[Data listing]
* Begin *
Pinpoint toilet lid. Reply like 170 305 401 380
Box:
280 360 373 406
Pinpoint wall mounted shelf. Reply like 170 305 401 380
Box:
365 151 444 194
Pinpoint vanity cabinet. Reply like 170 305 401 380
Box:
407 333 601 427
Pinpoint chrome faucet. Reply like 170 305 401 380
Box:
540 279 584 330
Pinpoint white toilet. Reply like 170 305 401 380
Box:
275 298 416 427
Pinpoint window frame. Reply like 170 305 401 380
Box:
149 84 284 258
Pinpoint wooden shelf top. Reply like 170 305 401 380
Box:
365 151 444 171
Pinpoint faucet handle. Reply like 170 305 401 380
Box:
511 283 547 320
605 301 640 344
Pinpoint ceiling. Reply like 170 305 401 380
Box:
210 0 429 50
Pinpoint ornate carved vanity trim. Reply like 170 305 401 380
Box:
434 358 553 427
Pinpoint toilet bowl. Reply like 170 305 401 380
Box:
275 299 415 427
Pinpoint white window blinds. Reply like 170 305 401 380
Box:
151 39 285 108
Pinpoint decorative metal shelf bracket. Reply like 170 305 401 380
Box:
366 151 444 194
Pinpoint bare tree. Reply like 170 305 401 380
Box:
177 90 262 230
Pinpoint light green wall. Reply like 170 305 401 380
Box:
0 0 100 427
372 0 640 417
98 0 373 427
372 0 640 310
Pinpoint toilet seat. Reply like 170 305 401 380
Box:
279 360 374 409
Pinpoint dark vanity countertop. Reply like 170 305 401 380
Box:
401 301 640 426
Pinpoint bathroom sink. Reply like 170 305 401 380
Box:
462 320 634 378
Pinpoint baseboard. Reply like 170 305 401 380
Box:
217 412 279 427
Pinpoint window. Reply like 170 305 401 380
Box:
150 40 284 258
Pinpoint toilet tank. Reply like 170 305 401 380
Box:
* End *
Objective>
Turn the data from the line with "Pinpoint window frame." to the line with "434 358 553 427", both included, into a Markdown table with the columns n and Line. Put one line of the data in each row with its row number, and skip any blank lines.

The response>
| n | Line |
|---|---|
| 1 | Pinpoint window frame. Reply like 170 305 401 380 |
| 2 | Box: |
| 3 | 149 84 284 258 |
| 4 | Pinpoint wooden shelf top. Reply like 170 305 401 380 |
| 5 | Box: |
| 6 | 365 151 444 171 |
| 7 | Pinpoint faucet handle. Reply like 170 305 401 380 |
| 8 | Box: |
| 9 | 511 283 547 320 |
| 10 | 605 301 640 344 |
| 11 | Pinpoint ceiling. Reply like 170 305 401 380 |
| 12 | Box: |
| 13 | 210 0 429 50 |
| 14 | Pinpoint ornate carved vanity trim. Reply like 170 305 401 380 |
| 15 | Box: |
| 16 | 434 358 553 427 |